— Start of EXERCISE INPUT —
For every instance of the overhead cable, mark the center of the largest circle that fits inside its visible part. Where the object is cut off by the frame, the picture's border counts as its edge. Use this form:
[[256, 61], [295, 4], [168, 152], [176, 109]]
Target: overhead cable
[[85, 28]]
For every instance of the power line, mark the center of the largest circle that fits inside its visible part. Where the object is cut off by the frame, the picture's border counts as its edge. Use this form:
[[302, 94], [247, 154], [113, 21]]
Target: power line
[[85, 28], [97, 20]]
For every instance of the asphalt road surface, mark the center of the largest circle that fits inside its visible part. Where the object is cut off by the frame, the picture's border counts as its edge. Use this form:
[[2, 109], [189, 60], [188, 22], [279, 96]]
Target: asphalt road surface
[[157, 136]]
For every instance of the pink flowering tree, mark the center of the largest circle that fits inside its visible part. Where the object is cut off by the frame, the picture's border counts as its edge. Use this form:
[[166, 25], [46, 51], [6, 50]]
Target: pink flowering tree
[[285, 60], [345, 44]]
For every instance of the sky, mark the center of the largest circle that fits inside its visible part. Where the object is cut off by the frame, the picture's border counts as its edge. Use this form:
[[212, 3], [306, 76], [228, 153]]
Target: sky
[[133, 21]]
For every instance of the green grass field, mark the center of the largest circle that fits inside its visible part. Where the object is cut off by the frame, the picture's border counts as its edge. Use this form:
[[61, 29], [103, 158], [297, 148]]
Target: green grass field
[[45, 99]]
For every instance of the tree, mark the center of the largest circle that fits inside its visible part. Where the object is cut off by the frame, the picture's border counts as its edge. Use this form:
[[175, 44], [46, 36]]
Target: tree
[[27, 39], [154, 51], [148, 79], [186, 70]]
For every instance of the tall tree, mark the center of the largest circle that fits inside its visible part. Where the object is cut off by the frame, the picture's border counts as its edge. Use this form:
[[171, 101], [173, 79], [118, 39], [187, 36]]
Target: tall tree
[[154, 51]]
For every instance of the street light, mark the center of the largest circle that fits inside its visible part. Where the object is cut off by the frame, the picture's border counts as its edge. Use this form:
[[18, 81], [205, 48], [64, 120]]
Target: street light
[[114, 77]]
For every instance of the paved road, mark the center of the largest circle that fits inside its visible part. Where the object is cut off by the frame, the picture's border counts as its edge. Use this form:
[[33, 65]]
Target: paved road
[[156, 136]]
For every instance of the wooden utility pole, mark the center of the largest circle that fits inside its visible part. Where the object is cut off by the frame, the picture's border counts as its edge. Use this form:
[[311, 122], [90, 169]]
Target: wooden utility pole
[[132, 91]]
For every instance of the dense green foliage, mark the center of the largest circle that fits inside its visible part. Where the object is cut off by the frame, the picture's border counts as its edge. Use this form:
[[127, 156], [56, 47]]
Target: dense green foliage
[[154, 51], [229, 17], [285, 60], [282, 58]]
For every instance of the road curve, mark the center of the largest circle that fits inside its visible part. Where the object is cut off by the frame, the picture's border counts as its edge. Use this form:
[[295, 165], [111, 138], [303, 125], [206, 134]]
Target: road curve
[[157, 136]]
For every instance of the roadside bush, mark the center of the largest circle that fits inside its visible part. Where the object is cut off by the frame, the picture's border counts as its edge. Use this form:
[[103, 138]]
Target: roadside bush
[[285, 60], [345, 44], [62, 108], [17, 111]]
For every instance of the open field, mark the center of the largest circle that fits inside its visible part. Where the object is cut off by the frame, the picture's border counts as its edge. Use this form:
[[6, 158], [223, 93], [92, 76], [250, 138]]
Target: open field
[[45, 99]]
— End of EXERCISE INPUT —
Arrange all the entries above as a Markdown table with two columns, Row and Line. Give each non-blank line its own numbered row and omit blank lines.

| Row | Line |
|---|---|
| 1 | For every instance of the overhead cable, mark the center of the largest circle that fits inside its visible part. Where the object is cut off by the frame, the picture's border counts as its edge. Use this form: |
| 2 | [[256, 61], [295, 4], [168, 152], [176, 109]] |
| 3 | Target: overhead cable |
| 4 | [[85, 28]] |
| 5 | For every instance of the power line, mark the center of the largest circle that fits inside its visible part. Where the object is cut off by the frame, the picture's border counts as its edge. Use this form: |
| 6 | [[302, 94], [247, 154], [113, 21]] |
| 7 | Target: power line |
| 8 | [[85, 28], [97, 20]] |
| 9 | For every instance of the asphalt road surface, mark the center of the largest circle that fits inside its visible part. Where the object is cut off by the frame, the picture's border counts as its edge. Use this form: |
| 10 | [[2, 109], [189, 60], [188, 22], [279, 96]] |
| 11 | Target: asphalt road surface |
| 12 | [[157, 136]] |
| 13 | For every instance of the pink flowering tree, mark the center of the largest circle that fits inside its visible part. Where the object is cut off by the frame, the picture's border counts as its edge. Use this form: |
| 14 | [[166, 25], [46, 51], [6, 50]] |
| 15 | Target: pink flowering tree |
| 16 | [[285, 60], [345, 44]] |
| 17 | For every instance of the sky, mark the center of the largest circle that fits inside its visible part. Where the object is cut off by the frame, the picture's border counts as its edge. Use this form: |
| 18 | [[212, 3], [306, 76], [228, 153]] |
| 19 | Target: sky |
| 20 | [[133, 21]] |
| 21 | For every instance of the green grass field, mark the center of the largest circle that fits inside its visible part. Where the object is cut off by the frame, the picture's border counts as its edge. Use this form: |
| 22 | [[61, 29], [103, 158], [297, 148]] |
| 23 | Target: green grass field |
| 24 | [[45, 99]] |
| 25 | For every instance of the tree, mark the center of the largest circle that fits inside its visible part. Where the object is cut off by the frame, the picture's border counts as its edge. Use this form: |
| 26 | [[175, 44], [46, 36]] |
| 27 | Target: tree |
| 28 | [[27, 39], [154, 51], [148, 79], [186, 70]] |
| 29 | For every instance of the tall tree, mark the center of the largest circle that fits inside its visible part. Where the object is cut off by the frame, the picture's border counts as its edge. Use this form: |
| 30 | [[171, 101], [173, 79], [118, 39], [187, 36]] |
| 31 | Target: tall tree |
| 32 | [[154, 51]] |
| 33 | For every instance of the street light, mark the center of the largest circle that fits inside its visible part. Where the object is cut off by the frame, the picture's border counts as its edge. Use this form: |
| 34 | [[18, 81], [205, 48], [64, 120]] |
| 35 | Target: street light |
| 36 | [[114, 77]] |
| 37 | For every instance of the paved road, mark the center of the largest circle that fits inside its visible part. Where the object is cut off by the frame, the picture's border counts as its edge. Use this form: |
| 38 | [[33, 65]] |
| 39 | Target: paved road |
| 40 | [[156, 136]] |
| 41 | For every instance of the wooden utility pole, mark the center of the largest circle that fits inside its visible part. Where the object is cut off by the frame, the picture's border counts as its edge. Use this form: |
| 42 | [[311, 122], [90, 169]] |
| 43 | Target: wooden utility pole |
| 44 | [[132, 91]] |
| 45 | For every instance of the dense green foliage, mark the center of the largest circle that fits inside its visible part. Where the object is cut off by the frame, the picture's border counts as its edge. Use this form: |
| 46 | [[127, 156], [56, 47]] |
| 47 | Target: dense green foliage |
| 48 | [[154, 51], [229, 17], [285, 60], [282, 58]] |
| 49 | For every instance of the road curve, mark the center of the largest circle that fits inside its visible part. Where the object is cut off by the frame, the picture's border counts as its edge. Use this form: |
| 50 | [[295, 165], [111, 138], [303, 125], [206, 134]] |
| 51 | Target: road curve |
| 52 | [[157, 136]] |
| 53 | For every instance of the roadside bush, mark the center of the largest circle that fits inside its visible part. Where the object is cut off by the frame, the picture's border counts as its edge. Use this form: |
| 54 | [[103, 138]] |
| 55 | Target: roadside bush |
| 56 | [[285, 60], [345, 44], [62, 108], [17, 111]] |
| 57 | For every instance of the open field, mark the center of the largest circle that fits inside its visible part. Where the object is cut off by the frame, the picture's border counts as its edge. Use this form: |
| 58 | [[6, 158], [223, 93], [92, 76], [250, 138]] |
| 59 | Target: open field |
| 60 | [[45, 99]] |